[Excerpts from a location annotation dataset]

>> begin

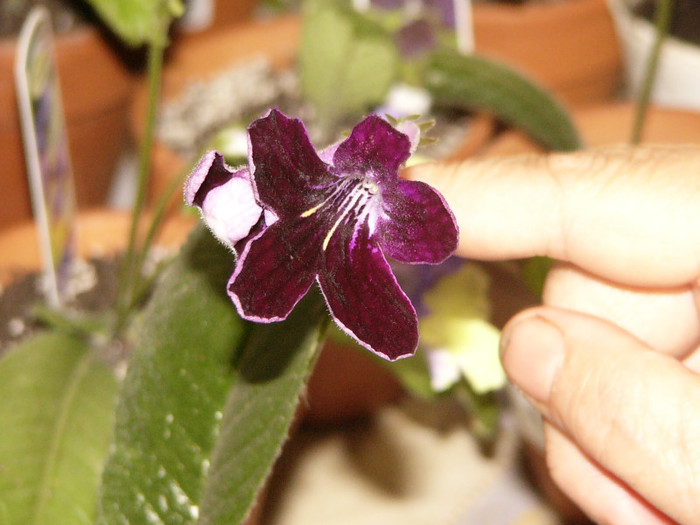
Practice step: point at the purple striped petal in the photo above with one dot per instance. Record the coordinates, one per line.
(418, 226)
(288, 172)
(364, 296)
(374, 148)
(276, 270)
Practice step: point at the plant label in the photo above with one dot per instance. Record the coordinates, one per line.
(46, 150)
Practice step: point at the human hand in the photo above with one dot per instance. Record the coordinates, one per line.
(611, 359)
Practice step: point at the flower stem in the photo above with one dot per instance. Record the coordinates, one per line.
(131, 266)
(662, 20)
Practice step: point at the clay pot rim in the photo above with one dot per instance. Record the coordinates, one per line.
(19, 244)
(481, 125)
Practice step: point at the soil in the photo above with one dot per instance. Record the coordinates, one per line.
(685, 20)
(65, 14)
(94, 290)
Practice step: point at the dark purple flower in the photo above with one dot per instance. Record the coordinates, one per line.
(331, 218)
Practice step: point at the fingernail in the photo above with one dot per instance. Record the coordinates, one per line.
(532, 351)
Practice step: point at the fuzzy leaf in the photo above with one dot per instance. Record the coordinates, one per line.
(272, 373)
(56, 416)
(171, 406)
(347, 62)
(474, 82)
(202, 388)
(137, 22)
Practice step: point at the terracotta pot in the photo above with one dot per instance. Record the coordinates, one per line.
(602, 125)
(610, 124)
(100, 232)
(347, 384)
(568, 46)
(277, 39)
(96, 88)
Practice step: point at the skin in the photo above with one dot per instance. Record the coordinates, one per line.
(611, 358)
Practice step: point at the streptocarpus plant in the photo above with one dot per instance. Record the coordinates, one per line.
(331, 217)
(204, 387)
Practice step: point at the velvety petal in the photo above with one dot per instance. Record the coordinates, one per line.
(211, 171)
(287, 171)
(276, 270)
(374, 148)
(418, 226)
(224, 197)
(364, 297)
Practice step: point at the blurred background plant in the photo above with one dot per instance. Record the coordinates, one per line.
(207, 400)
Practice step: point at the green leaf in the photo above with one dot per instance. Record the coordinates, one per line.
(208, 398)
(171, 406)
(347, 62)
(56, 416)
(273, 371)
(138, 22)
(474, 82)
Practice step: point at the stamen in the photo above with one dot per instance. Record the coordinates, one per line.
(355, 201)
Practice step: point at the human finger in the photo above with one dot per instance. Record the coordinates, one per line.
(632, 410)
(664, 318)
(626, 214)
(603, 497)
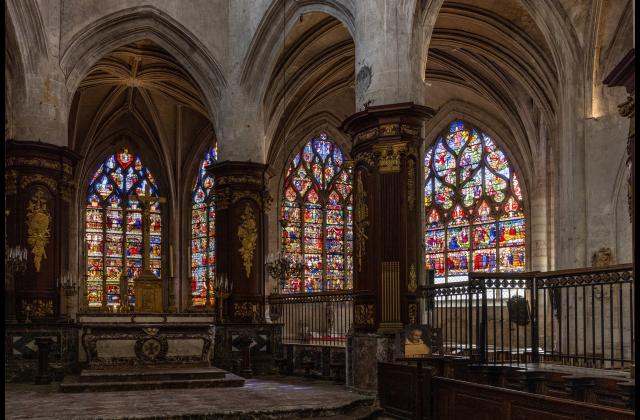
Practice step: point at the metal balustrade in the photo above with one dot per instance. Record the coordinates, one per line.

>> end

Convert all the rows above into a JSON array of strings with one string per line. Drop blank lines and leave out the picture lines.

[
  "Practice step: point at the purple striped petal in the photo above with one dot per instance. Record the coordinates, one per line.",
  "(418, 226)",
  "(288, 172)",
  "(364, 296)",
  "(374, 148)",
  "(276, 270)",
  "Practice step: point at the plant label in the photo above with one dot per instance. Record the coordinates, one per line.",
  "(46, 150)",
  "Practice step: point at the human hand in the photo above with one dot per instance. Record the coordinates, one per line.",
  "(611, 359)",
  "Practice step: point at the flower stem in the photo above with one dot per instance. Record the coordinates, one per line.",
  "(131, 266)",
  "(662, 20)",
  "Practice step: point at the clay pot rim in the photo above with one dot per instance. Record the coordinates, one per line.",
  "(19, 244)",
  "(481, 125)",
  "Practice step: point at the soil in the photo above with one dot per instance. Record the coordinates, one per line.",
  "(685, 20)",
  "(65, 14)",
  "(94, 290)",
  "Practice step: point at the dark purple flower in the photo above with one dot per instance. Record the coordinates, one per line.",
  "(331, 218)",
  "Practice step: point at the fingernail in the photo above with one dot per instance. Record the coordinates, one per line.",
  "(532, 351)",
  "Practice step: point at the fuzzy leaf in the photo above with one dot per instance. Record the coordinates, one per line.",
  "(272, 373)",
  "(56, 416)",
  "(171, 406)",
  "(347, 62)",
  "(474, 82)",
  "(202, 388)",
  "(137, 22)",
  "Practice step: point at the terracotta pot in the photo above with one dot per instance. Record the coordinates, one per line.",
  "(602, 125)",
  "(610, 124)",
  "(100, 232)",
  "(347, 384)",
  "(568, 46)",
  "(277, 39)",
  "(96, 88)",
  "Practice step: point at the skin in the photo above with one dot per instance. Record the coordinates, one per line.",
  "(611, 358)",
  "Practice step: point at the streptocarpus plant in the photo above with one dot per instance. Record the coordinates, one per line.",
  "(331, 217)",
  "(204, 387)",
  "Practice step: point at the velvety petal in the photo above with one dot per instance. Record the coordinates, one per line.",
  "(211, 171)",
  "(287, 171)",
  "(276, 270)",
  "(374, 148)",
  "(418, 226)",
  "(224, 197)",
  "(364, 297)",
  "Practice step: point at the blurred background plant in the photo above with one dot per instance. Record the coordinates, one per line.",
  "(207, 400)",
  "Practice step: point at the green leaf in the photo above with one dot per instance. Record the coordinates, one per line.",
  "(208, 398)",
  "(171, 406)",
  "(347, 62)",
  "(56, 416)",
  "(273, 371)",
  "(138, 22)",
  "(474, 82)",
  "Practice step: point at the stamen in the photo above with one dot per instance. Record the coordinates, one per line.",
  "(355, 201)",
  "Practice step: point at the human finger in the photo above with one dot per instance. Record the coordinates, one per line.",
  "(632, 410)",
  "(664, 318)",
  "(626, 214)",
  "(603, 497)",
  "Practice step: point at the metal balustrade in the photo above with one dot per instance. Record the coordinates, one per line."
]